■ ACTIVITY
In the copy, keep every record exact and leave out all images.

*** DATASET CONTENT Section Begins ***

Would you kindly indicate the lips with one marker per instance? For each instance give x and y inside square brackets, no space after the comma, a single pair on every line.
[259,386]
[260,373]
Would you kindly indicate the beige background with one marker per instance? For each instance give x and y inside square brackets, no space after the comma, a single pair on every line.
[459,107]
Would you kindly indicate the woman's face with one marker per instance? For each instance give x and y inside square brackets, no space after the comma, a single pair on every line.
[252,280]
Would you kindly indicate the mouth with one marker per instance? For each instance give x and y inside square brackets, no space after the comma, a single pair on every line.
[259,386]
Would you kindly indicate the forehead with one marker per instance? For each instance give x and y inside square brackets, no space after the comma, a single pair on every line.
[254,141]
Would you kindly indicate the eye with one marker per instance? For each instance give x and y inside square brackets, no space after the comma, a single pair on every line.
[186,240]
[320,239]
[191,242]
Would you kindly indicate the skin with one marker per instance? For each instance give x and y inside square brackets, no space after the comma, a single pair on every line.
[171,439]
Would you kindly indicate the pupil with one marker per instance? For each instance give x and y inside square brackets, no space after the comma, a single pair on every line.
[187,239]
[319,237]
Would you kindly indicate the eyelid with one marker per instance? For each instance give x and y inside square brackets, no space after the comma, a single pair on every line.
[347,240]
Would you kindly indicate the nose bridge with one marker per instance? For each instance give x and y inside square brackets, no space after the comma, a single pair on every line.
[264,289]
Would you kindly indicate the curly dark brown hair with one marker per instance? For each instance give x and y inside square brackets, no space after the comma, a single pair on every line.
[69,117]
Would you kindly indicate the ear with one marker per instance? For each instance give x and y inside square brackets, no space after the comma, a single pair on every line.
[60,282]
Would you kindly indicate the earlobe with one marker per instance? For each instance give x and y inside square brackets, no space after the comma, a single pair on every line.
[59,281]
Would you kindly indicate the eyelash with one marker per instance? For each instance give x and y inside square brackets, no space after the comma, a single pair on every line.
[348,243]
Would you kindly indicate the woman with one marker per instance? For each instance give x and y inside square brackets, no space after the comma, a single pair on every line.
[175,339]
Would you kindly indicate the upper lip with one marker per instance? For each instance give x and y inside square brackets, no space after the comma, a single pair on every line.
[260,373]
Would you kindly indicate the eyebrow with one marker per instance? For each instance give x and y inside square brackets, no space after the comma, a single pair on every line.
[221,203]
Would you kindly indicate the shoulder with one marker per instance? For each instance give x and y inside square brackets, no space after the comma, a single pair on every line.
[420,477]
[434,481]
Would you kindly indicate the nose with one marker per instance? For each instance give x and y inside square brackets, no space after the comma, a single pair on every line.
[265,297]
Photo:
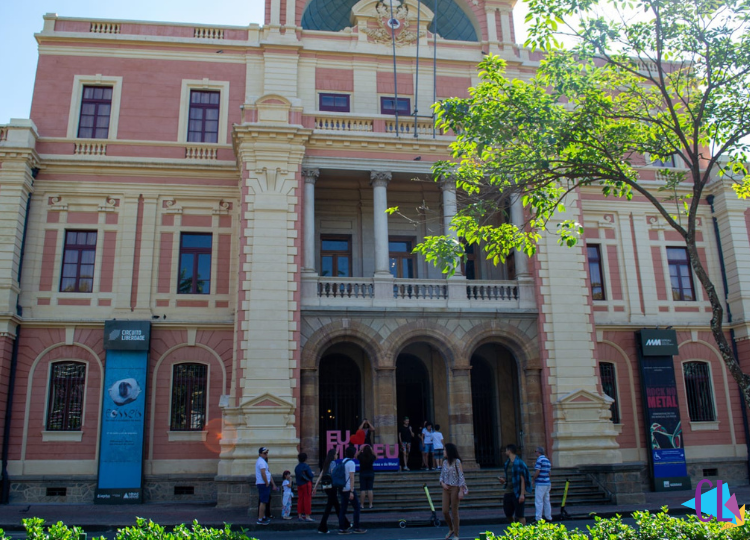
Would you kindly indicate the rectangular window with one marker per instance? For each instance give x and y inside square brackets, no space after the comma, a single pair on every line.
[79,256]
[595,272]
[608,377]
[203,123]
[336,256]
[388,106]
[401,258]
[96,106]
[66,388]
[698,391]
[195,264]
[189,385]
[680,275]
[666,163]
[333,102]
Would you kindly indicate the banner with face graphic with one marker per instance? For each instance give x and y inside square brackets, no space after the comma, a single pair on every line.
[123,415]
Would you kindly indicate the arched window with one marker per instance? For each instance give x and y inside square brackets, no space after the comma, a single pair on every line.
[189,389]
[700,396]
[608,377]
[66,390]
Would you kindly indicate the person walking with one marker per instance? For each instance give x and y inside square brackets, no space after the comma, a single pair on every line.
[453,484]
[437,446]
[516,482]
[349,495]
[304,477]
[542,485]
[326,483]
[286,498]
[264,483]
[366,474]
[405,436]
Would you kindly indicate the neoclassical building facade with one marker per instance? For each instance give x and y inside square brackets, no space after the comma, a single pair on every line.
[229,186]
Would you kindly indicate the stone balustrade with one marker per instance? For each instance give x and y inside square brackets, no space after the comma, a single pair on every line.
[428,293]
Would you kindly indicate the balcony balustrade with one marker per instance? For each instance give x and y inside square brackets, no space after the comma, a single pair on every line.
[348,293]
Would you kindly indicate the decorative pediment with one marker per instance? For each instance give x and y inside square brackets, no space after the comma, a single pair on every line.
[374,19]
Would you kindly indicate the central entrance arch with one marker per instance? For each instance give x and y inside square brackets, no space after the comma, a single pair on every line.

*** DATASET CONTENT Section Ends ***

■ TASK SOLUTION
Would you kindly indicate the lips with one marker per instance? For each instance give x and y inside square brackets, no space after the comma, a single pair on every line.
[259,386]
[260,373]
Would you kindly indicate the beige background with one marker per instance? For each instance give x and y inside square brackets, no space after the comma, a single pair on every line.
[459,107]
Would you kindly indicate the woman's face with one marker per instance? For each instance give x and y inside square brackets, no space after the comma, a single pair on every line.
[252,280]
Would you kindly indicate the mouth with one marker per instance? For each instance give x and y inside square brackets, no space after the comma, a single pair on every line.
[259,386]
Would you kindly indicate the forehead with one marker per instance? For each instance give x and y inside square brackets, no space after the comma, a single pair on every line.
[254,141]
Would you kindly indicate the eye with one marker per instance? For each instance give x and y inside square brackets, no space after the comma, a single pair on every line.
[186,240]
[320,239]
[191,242]
Would you kindly indicate the skin with one marker per instance? For each instance give x and y inside square brackets, no space after the comma, a single pair on every line.
[171,439]
Would you kindly indicate the pupil with one marker per instance? For each instance give x and y inside square brackets, no space after the comma, a single pair on every line.
[187,239]
[319,237]
Would you kindly indicate the eyelid with one marker per instance? For each instance give x and y inside square brackets, no space after the comma, a single pair on every line.
[347,240]
Would you kindly indicate the nose bridge with one marker per instance? For each instance give x and y inside square brackets, no space after the comma, a single pair on every line.
[264,289]
Would you kindly indicate the curly dark brown hair with one marker per instance? For each instance give x and y inside square brackets, no space after the comma, a single pair on every line.
[69,117]
Would you kindly indicate the ear with one marker per instance? For each instance give x and y inside square brackets, no space after the comma, a single pair on every line.
[60,282]
Would you kindly indicate the earlobe with one marker per instance? For each instance give x and y inside square brackets, no space after the comma, a single pair on every line.
[59,281]
Would you kindly indicate the eyelash with one marker per instance? For each instance give x and y inside square brackets, no space after the comma, a single pair on every line.
[348,243]
Would you kindly indicate the woman with one marker per instance? For each instance give x and y inside square brackets, no space after the comma, a single pair on every line.
[175,339]
Would you kindly indicate the upper lip with one marker per instance? For each instance give x and y inside square brackets, no space after the comma, a single pair on every line.
[260,373]
Would you kindly indicate the eyebrow with one marker per instance? For each instance give x and y inside square brackets, no space after the comma, a single pair on every line.
[221,203]
Would you kindly indicate the shoulder with one marker per instance? For each instance give x and y inside square brackets, no space after the comma, a single pair on every line.
[420,477]
[434,481]
Would you kindly indicate the nose with one marker per instance? For each instance give x and y inside square brackets, no space after the comma, a single pair on every line.
[265,297]
Photo:
Would you kindly indicate the rectangular window with one marker per instance? For each instance give x and y inside square brackets, no space after the comma, a single pair on every line.
[79,256]
[595,272]
[608,377]
[203,123]
[336,256]
[388,106]
[401,258]
[96,106]
[66,388]
[698,391]
[195,264]
[189,385]
[680,275]
[666,163]
[333,102]
Would you kindly indicate the banner with face graphic with one marker per instance? For each instance give x and y inside square brackets, no space after the comma, a single pair on every line.
[123,415]
Would you kindly indicate the arched window with one marker per instance? For each instance give x and y inside square brackets, no space after the comma, a single pair on every line.
[189,389]
[700,396]
[608,377]
[66,390]
Would you kindly indicate the person walking with one marker per instance? For each instance give x and y inside square brackets, no space after the comma, a single pair on every line.
[453,484]
[437,446]
[516,482]
[349,495]
[304,477]
[542,485]
[326,483]
[286,498]
[264,483]
[366,474]
[405,436]
Would you kindly indicate the neoclassical building facade with one marker per instance? For each instance give x and y inside square brackets, no space after the comma, a single pair on every line.
[229,186]
Would you kindly indicate the stone balustrade with one marker per instance? For each instance give x and y inside square brackets, no space after the comma, a single pair on every line.
[428,293]
Would you kindly indicate the balcony balustrade with one marker per instance? For each instance give x and y inside square brackets, no space after the comma, a single pair on every line.
[348,293]
Would you kindly indicate the decorative pediment with one marker per instance? For each instance give x and y inside square brackets, no space after the comma, a single pair on every line.
[374,19]
Would you kindly indicate the central entrance arch with one marker per instance? For each instance give x and y inside square brackets, no space after the comma, a single pair on every line.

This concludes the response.